### WRITTEN PROBLEM 1
Retype the portion of the post on scouring fleece below between "Once upon a" and "mills for processing.", inclusive.
### WRITTEN PROBLEM 2
Pick up the post about scouring raw fleece after its final sentence and keep writing it in the same voice.

### SOURCE EXCERPT
Scouring Fleece

Last week, I posted about inventorying my stash.  The post included two pictures showing all the raw fleece I have in my office.  In case you missed it, here’s those two pictures again.  The main pile, with all the full fleeces, has taken over one of my four-harness floor looms.

This bin consists of small portions of fleece, no more than a pound of any one breed.

Once upon a time, I said I would scour a fleece once, just to say I had done it, and then never do it again.  It seemed like too much work and there’s so many beautiful prepared fibers available, why would I bother scouring fleece myself?  But then I decided I wanted to do some breed-specific spinning, to understand the differences between breeds and why I’d chose one over another for a specific knitting, crocheting, or weaving project.  My stash of spinning fiber exploded and I learned that many breeds aren’t available in prepared forms.  I bought a couple fleeces and sent them to mills for processing.

The mills did a fine job, but then I took some classes and did some reading and learned how you can get very different yarns based on how you prep the fiber for spinning.  The options are limited when you send fleece to be processed at a mill.  I wanted to have more control over the finished yarn, or at least to understand how the different preps would change the finished yarn.  In other words, my spinning journey keeps moving me backwards in the process of producing yarn.  If I really want to understand yarn, I have to start at the beginning, with the raw wool.  This is how I roll; I like to take things back to basics.  So I started acquiring raw fleece and I made a spreadsheet to keep track of which fleeces and how much raw fleece and how much it cost and how much I lose in each step of processing.

### MATERIAL
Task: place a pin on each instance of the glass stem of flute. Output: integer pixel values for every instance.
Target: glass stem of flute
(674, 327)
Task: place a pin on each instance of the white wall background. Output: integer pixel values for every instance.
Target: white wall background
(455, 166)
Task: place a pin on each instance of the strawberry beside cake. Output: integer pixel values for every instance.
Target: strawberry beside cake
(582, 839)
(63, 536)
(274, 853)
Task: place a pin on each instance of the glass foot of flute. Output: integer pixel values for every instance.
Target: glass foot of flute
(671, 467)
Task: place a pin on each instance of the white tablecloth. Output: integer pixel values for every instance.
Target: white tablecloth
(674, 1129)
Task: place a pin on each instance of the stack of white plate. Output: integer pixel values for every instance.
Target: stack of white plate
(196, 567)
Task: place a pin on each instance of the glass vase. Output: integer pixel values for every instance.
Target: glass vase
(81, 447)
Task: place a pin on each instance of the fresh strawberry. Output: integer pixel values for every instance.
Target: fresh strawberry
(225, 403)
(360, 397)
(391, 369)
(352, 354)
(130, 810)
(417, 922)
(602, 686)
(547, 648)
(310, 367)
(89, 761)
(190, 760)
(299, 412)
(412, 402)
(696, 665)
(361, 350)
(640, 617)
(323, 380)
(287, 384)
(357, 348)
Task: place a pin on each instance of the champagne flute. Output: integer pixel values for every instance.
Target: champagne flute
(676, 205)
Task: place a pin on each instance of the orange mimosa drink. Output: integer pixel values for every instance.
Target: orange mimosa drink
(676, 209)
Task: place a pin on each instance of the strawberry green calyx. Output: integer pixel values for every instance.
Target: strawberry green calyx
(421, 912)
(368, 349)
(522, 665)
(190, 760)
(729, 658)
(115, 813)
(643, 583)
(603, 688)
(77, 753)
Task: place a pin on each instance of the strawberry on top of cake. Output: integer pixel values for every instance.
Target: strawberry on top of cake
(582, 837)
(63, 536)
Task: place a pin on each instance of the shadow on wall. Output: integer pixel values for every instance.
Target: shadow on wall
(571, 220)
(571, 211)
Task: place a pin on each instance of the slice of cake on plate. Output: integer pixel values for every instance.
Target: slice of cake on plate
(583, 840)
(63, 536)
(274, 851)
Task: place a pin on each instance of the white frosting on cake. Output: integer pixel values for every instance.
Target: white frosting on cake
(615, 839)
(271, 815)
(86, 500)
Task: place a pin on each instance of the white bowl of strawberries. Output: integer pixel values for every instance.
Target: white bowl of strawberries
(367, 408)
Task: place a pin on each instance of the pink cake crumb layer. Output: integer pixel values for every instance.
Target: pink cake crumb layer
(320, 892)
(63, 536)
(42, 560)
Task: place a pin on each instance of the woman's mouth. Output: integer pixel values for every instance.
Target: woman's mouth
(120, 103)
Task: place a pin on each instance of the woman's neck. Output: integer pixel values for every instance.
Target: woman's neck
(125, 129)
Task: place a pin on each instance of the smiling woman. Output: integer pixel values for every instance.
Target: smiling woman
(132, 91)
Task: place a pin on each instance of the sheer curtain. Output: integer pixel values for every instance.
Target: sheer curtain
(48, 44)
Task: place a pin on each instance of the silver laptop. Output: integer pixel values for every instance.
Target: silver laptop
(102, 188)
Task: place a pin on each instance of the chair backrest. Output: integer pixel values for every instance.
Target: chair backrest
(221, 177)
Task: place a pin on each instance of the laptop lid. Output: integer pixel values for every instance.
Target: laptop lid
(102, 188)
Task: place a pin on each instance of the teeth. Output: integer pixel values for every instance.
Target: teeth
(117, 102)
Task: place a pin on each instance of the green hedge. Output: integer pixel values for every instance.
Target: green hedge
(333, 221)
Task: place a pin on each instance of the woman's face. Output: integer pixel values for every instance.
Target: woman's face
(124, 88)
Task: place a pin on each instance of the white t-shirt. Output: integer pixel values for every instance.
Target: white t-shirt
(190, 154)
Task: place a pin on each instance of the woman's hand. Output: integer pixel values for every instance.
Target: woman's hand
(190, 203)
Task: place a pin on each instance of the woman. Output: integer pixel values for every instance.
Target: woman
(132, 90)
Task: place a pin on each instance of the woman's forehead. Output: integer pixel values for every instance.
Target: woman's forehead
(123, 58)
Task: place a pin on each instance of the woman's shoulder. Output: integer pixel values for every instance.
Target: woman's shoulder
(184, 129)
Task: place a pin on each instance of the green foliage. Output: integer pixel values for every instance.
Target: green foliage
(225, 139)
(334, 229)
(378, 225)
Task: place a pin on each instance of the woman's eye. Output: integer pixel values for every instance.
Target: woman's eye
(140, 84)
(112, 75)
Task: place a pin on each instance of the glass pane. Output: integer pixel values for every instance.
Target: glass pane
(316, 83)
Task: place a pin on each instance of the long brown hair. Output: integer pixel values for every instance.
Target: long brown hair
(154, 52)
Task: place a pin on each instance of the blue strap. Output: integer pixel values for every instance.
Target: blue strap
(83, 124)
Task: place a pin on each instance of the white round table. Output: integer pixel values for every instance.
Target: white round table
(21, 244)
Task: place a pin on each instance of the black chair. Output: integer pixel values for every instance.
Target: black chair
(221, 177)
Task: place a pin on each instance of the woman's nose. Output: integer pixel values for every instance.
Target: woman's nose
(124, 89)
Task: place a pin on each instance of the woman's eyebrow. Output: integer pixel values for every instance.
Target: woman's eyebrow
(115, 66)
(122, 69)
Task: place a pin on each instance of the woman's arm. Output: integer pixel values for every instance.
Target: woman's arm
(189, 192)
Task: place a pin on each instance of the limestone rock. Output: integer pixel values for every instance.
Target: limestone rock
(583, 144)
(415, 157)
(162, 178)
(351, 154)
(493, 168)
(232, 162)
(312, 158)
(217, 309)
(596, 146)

### OUTPUT 1
Once upon a time, I said I would scour a fleece once, just to say I had done it, and then never do it again.  It seemed like too much work and there’s so many beautiful prepared fibers available, why would I bother scouring fleece myself?  But then I decided I wanted to do some breed-specific spinning, to understand the differences between breeds and why I’d chose one over another for a specific knitting, crocheting, or weaving project.  My stash of spinning fiber exploded and I learned that many breeds aren’t available in prepared forms.  I bought a couple fleeces and sent them to mills for processing.

### OUTPUT 2
Methodology

This post is not a step-by-step tutorial on how to scour fleece.  This is only the third time I’ve scoured fleece; everything I know I learned from Beth Shearer Smith.  Beth scours something like 300 pounds of fleece a year, partly for her own use and partly for use in the classes she teaches.  Fortunately, we all get to learn from her through her wonderful writing.  Visit her website for posts on the three ways of scouring: bulk scouring (most relevant to the rest of my blog post), tulle sausages, and by the lock.  If you’d like more information on which method to use for a particular fleece, Beth’s book, The Spinners Book of Fleece (Amazon affiliate link), walks you through the reasons you might pick one of these methods over another.  In the rest of my blog post, I’ll be describing the ways my set up differs from Beth’s and why I made those adjustments.  However, the overall method is the bulk scouring method I linked you to above.

My Set Up

I am not able to use exactly the same set up Beth uses.  My washer and dryer are not flat on top.  They are at a bit of an angle.  This means that anything I put on top of them is in danger of sliding off.  I do not have a utility sink in my tiny laundry room.  In order to get water from a tap, I could unhook the washer and attach a hose to that, but then I have to figure out how to dump out the water.  Finally, the first time I went to scour fleece, I measured the temperature of the hot water coming out of my tap.  It was only 110 degrees Fahrenheit.  The Unicorn Power Scour requires a minimum of 115 degrees Fahrenheit.  I had a plumber check our hot water heater, and it is set to 120 degrees Fahrenheit, which is the hottest they are allowed to set it by law.  Our hot water is original to our house, which was built in 1977!  At some point, we will have to replace it and maybe when we do, I’ll be able to get water out of the tap at a temperature that will work for scouring fleece.  Until that day, I have to heat the water to get it hot enough for scouring fleece.  It’s a lot easier to do that if I work outside.

Apparently, I was too busy scouring to take a picture when I was fully set up, but you can see most of it here.  I ended up adding a card table, which I placed just behind the fire pit, over those two bags of fleece you see peeking up behind it.  In this picture, the white dish pan is sitting on top of my kitchen scale.  I moved the dish pan and the scale to the card table and then set up the wash bins on the wooden table.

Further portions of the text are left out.